Text excerpt →

start

Message-ID: <20060831154903.GA7011@skynet.ie> (raw)
In-Reply-To: <a762e240608301357n3915250bk8546dd340d5d4d77@mail.gmail.com>

On (30/08/06 13:57), Keith Mannthey didst pronounce:
> On 8/21/06, Mel Gorman <mel@csn.ul.ie> wrote:
> >
> >Size zones and holes in an architecture independent manner for x86_64.
> 
> 
> Hey Mel,

Hi Keith.

>  I am having some trouble with the srat.c changes.  I keep running into
> "SRAT: Hotplug area has existing memory" so am am taking more throught
> look at this patch.
>  I am working on 2.6.18-rc4-mm3 x86_64.
> 

ok, great. How much physical memory is installed on the machine? I want to
determine if the "usable" entries in the e820 map contain physical memory
or not.

>   srat.c is doing some sanity checking against the e820 and hot-add
> memory ranges.  BIOS folk aren't to be trusted with the SRAT.  Calling
> remove_all_active_ranges before acpi_numa_init leaves nothing to fall
> back onto if the SRAT is bad.  (see bad_srat()). What should happen
> when we discard the srat info?
> 

When the SRAT is bad, the information is discarded and discovered by an
alternative method later in the boot process.

In this case, numa_initmem_init() is called after acpi_numa_init(). It
calls acpi_scan_nodes() which returns -1 because the SRAT is bad. Once
that happens, either k8_scan_nodes() will be called and the regions
discovered there or if that is not possible, it'll fall through and
e820_register_active_regions will be called without any node awareness.

>  i386 code may have similar fallback logic (haven't been there in a while)
> 

There is fallback logic in the i386 code as well.

> also
> 
> >diff -rup -X /usr/src/patchset-0.6/bin//dontdiff 
> >linux-2.6.18-rc4-mm2-103-x86_use_init_nodes/arch/x86_64/mm/srat.c 
> >linux-2.6.18-rc4-mm2-104-x86_64_use_init_nodes/arch/x86_64/mm/srat.c
> >--- linux-2.6.18-rc4-mm2-103-x86_use_init_nodes/arch/x86_64/mm/srat.c   
> >2006-08-21 09:23:50.000000000 +0100
> >+++ linux-2.6.18-rc4-mm2-104-x86_64_use_init_nodes/arch/x86_64/mm/srat.c   
> >2006-08-21 10:15:58.000000000 +0100
> >@@ -84,6 +84,7 @@ static __init void bad_srat(void)
> >                apicid_to_node[i] = NUMA_NO_NODE;
> >        for (i = 0; i < MAX_NUMNODES; i++)
> >                nodes_add[i].start = nodes[i].end = 0;
> >+       remove_all_active_ranges();
> > }
> 
> We go back to setup_arch with no active areas?
> 

Yes, and it'll be discovered using an alternative method later. There is
no point returning to setup_arch with known bad information about active
areas.

end

Supplied material →
start

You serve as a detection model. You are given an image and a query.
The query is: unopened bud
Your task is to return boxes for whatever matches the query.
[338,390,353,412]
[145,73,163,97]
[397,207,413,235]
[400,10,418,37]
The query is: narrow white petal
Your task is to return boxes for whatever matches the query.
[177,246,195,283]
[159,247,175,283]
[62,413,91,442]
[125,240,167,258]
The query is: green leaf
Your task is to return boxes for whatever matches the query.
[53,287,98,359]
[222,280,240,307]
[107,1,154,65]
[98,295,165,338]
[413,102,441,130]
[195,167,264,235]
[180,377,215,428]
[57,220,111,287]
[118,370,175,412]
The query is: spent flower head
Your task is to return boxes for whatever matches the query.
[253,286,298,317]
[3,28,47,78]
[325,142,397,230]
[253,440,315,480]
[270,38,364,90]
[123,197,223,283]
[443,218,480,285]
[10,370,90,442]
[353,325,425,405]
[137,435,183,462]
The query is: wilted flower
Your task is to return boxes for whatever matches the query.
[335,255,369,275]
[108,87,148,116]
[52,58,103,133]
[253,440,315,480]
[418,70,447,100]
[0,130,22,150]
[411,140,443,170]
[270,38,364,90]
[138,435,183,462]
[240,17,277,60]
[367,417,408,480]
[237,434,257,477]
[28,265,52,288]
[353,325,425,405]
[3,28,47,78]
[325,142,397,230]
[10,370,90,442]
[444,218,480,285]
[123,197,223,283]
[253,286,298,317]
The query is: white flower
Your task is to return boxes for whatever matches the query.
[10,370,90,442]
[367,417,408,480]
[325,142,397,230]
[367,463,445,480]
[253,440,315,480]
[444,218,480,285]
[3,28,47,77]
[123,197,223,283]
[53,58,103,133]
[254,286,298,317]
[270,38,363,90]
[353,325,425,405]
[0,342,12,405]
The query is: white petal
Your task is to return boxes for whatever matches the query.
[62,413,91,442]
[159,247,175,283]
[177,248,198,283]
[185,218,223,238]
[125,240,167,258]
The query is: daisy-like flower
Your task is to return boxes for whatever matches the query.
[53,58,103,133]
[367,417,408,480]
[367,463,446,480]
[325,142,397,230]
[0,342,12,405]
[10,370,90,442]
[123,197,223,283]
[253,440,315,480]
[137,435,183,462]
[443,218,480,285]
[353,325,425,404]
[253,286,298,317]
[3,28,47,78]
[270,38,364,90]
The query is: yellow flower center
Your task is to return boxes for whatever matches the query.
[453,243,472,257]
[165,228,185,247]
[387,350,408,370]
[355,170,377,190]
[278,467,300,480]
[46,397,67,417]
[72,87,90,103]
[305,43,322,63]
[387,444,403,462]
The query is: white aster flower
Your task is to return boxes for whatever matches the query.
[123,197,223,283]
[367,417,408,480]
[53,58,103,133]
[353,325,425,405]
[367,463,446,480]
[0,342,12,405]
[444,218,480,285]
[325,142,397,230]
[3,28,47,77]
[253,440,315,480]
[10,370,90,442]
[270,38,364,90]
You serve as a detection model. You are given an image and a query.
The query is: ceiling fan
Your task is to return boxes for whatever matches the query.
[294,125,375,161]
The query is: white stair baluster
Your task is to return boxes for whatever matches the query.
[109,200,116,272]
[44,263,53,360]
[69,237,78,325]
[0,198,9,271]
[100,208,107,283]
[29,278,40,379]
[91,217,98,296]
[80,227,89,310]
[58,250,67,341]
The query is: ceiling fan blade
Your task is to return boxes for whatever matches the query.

end

Task requirements →
Please answer from the SRAT patch discussion: when the SRAT is bad, what happens to its information?

Problem solution →
It is discarded and discovered by an alternative method later in the boot process.